Set exercise
Show each line of the entries below that contains the word "blue". Case counts.

---------- Supplied information

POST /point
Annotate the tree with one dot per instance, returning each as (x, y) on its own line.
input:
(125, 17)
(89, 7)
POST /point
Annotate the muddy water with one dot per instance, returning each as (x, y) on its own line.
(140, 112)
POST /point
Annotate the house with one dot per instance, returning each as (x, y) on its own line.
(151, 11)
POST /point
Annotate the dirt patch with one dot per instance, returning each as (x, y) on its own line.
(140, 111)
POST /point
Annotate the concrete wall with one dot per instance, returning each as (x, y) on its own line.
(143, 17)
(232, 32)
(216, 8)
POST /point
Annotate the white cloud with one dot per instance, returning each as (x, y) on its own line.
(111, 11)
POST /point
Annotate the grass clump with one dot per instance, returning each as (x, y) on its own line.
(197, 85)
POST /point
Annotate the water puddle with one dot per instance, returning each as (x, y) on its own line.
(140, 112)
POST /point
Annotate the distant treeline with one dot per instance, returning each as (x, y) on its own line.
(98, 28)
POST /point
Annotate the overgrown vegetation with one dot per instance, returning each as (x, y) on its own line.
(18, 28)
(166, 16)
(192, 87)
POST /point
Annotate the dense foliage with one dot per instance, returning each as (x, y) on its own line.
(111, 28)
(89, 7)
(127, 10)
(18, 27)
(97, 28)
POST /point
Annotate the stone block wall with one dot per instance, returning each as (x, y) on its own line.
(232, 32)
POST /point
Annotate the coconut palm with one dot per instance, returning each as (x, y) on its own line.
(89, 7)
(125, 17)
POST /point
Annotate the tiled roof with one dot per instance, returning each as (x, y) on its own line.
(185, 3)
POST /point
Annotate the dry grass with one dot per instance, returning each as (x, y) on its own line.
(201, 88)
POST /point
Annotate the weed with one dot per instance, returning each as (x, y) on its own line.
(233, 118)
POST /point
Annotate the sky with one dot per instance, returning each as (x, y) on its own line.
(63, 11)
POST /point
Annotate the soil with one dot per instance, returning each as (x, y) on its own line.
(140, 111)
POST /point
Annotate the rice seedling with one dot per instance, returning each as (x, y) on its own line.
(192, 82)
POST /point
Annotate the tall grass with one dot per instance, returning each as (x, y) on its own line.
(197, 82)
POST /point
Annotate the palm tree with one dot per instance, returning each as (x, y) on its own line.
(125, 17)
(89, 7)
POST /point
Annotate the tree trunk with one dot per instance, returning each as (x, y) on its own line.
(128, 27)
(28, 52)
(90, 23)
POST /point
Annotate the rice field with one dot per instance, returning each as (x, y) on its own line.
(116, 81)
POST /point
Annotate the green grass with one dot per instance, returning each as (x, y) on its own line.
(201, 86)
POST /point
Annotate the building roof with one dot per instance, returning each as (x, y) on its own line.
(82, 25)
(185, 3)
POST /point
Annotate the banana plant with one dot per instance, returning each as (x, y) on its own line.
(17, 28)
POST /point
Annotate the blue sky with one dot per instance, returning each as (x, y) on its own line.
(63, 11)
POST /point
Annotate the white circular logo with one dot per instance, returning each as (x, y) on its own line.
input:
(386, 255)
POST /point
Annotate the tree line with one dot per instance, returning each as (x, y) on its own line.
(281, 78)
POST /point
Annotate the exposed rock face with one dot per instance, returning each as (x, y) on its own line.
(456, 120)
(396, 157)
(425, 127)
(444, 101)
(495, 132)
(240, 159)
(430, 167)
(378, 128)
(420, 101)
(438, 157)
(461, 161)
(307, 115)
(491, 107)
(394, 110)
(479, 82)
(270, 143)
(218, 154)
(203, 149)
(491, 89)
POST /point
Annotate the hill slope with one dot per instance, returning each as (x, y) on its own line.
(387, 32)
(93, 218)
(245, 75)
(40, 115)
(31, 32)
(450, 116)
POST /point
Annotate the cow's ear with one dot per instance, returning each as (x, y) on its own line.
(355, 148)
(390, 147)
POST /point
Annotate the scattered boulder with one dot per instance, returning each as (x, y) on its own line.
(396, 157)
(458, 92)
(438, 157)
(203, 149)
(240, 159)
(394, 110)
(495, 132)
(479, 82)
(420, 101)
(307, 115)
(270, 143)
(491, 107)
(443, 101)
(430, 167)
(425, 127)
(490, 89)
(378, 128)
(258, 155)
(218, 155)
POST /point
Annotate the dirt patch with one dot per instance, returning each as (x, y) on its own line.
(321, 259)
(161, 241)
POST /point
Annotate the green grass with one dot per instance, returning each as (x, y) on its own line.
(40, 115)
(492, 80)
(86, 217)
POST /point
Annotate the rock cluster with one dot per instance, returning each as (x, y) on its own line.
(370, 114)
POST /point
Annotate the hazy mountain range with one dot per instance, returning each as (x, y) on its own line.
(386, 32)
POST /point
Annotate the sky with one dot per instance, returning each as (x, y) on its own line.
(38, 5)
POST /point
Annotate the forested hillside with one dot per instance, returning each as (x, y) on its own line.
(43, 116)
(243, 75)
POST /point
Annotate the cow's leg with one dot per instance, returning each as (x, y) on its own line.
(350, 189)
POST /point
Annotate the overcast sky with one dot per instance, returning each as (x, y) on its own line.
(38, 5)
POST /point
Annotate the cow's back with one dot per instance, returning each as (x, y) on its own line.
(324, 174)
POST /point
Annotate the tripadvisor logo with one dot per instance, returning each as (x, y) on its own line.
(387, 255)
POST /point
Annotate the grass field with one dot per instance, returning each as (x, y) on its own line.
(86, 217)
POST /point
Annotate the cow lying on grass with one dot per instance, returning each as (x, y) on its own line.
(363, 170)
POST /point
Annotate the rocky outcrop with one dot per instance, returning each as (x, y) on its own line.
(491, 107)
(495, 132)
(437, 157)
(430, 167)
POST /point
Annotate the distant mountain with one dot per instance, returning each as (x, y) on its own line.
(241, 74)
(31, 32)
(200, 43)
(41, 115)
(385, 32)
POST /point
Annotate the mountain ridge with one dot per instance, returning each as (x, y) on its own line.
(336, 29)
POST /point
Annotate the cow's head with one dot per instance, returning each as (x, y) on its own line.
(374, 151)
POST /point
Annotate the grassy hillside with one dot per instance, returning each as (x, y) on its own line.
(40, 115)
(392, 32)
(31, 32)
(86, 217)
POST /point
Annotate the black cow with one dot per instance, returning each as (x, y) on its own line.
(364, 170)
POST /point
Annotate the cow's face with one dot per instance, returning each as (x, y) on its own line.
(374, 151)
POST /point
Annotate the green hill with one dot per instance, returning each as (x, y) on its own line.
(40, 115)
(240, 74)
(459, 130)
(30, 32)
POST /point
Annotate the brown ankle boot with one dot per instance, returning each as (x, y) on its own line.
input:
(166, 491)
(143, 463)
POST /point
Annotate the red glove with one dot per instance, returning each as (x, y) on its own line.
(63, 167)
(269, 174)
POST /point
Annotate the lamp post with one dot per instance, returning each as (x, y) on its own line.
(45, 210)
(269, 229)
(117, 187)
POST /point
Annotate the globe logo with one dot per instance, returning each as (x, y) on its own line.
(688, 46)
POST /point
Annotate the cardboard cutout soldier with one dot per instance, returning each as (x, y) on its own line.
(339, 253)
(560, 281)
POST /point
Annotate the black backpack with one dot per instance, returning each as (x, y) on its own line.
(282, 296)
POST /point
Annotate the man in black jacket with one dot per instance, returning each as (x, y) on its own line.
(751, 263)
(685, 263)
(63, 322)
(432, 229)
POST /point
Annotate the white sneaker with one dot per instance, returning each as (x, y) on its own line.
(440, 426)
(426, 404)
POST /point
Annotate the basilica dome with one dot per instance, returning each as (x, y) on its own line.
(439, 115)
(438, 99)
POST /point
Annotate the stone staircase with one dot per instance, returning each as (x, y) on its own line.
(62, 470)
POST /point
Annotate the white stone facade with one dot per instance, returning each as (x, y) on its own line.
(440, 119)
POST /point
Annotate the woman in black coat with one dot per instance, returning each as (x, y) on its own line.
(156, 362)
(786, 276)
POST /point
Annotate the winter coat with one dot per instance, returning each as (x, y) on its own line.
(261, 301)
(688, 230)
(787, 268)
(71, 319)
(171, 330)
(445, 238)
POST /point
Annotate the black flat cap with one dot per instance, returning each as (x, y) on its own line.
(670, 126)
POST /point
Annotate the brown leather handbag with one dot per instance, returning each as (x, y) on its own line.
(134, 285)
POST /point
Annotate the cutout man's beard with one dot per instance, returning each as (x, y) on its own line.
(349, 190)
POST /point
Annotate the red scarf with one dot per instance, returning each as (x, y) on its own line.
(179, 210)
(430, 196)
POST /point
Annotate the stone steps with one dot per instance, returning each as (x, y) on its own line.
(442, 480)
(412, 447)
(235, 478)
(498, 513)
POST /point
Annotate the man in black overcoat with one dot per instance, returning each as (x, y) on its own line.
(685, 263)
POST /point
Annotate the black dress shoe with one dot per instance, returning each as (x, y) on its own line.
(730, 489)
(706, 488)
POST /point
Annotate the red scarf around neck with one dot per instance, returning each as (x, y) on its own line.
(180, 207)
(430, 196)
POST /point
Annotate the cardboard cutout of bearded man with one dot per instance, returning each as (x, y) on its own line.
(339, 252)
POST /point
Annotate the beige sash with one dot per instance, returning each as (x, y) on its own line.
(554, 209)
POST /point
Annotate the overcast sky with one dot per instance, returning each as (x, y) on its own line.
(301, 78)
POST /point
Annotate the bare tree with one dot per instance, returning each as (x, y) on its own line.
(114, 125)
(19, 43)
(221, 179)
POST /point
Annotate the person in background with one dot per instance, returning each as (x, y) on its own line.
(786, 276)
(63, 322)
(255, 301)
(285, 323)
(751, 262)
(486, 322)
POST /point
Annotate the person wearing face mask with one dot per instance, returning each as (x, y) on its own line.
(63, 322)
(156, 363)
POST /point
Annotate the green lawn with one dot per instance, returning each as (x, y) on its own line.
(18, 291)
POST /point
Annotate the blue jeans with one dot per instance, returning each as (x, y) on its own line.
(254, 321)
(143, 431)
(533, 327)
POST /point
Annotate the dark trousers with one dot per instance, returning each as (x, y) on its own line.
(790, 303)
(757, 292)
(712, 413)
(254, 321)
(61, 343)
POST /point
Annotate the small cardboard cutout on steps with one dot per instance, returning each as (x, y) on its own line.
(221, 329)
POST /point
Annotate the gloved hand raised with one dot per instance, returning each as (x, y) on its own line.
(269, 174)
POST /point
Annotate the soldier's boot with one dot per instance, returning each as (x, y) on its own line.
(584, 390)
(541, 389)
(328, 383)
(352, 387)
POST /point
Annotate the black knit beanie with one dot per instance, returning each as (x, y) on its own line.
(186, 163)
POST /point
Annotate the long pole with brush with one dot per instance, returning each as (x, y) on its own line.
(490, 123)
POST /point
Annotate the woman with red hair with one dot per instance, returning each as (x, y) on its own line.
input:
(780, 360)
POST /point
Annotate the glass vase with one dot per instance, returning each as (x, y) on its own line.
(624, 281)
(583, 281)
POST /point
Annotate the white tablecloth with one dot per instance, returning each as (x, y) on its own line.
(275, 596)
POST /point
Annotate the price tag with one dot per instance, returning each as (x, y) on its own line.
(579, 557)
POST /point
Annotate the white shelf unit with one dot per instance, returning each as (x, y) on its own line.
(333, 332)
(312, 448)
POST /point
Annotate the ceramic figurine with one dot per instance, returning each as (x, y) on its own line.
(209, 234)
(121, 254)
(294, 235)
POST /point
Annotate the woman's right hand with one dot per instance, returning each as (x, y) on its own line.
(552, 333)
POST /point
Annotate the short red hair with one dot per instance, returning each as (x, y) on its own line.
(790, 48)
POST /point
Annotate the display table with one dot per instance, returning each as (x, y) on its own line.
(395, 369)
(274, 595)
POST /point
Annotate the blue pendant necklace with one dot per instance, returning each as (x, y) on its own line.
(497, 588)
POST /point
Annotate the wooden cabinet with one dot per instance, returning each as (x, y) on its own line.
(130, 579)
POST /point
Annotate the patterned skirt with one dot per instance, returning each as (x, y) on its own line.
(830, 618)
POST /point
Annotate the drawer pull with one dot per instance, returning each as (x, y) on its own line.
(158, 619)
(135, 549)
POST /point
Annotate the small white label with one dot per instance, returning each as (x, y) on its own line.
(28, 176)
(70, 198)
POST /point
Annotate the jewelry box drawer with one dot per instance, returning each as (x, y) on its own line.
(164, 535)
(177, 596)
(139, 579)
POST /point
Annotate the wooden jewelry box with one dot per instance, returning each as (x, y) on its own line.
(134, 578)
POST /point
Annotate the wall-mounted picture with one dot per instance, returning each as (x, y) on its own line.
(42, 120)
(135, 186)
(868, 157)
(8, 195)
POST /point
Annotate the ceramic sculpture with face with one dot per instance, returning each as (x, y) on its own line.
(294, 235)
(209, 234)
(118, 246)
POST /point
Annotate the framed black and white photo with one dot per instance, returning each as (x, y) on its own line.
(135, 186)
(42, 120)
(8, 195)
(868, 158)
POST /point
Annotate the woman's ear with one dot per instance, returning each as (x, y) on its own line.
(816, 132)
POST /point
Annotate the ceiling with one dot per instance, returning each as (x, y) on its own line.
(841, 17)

--------------------

Exercise answer
Annotate the blue sky with one dot per instance, returning each as (x, y) on its own line.
Annotate the blue jeans with one dot per instance, returning each as (x, y) on its own line.
Annotate the blue pendant necklace with one dot per instance, returning each as (x, y) on its own line.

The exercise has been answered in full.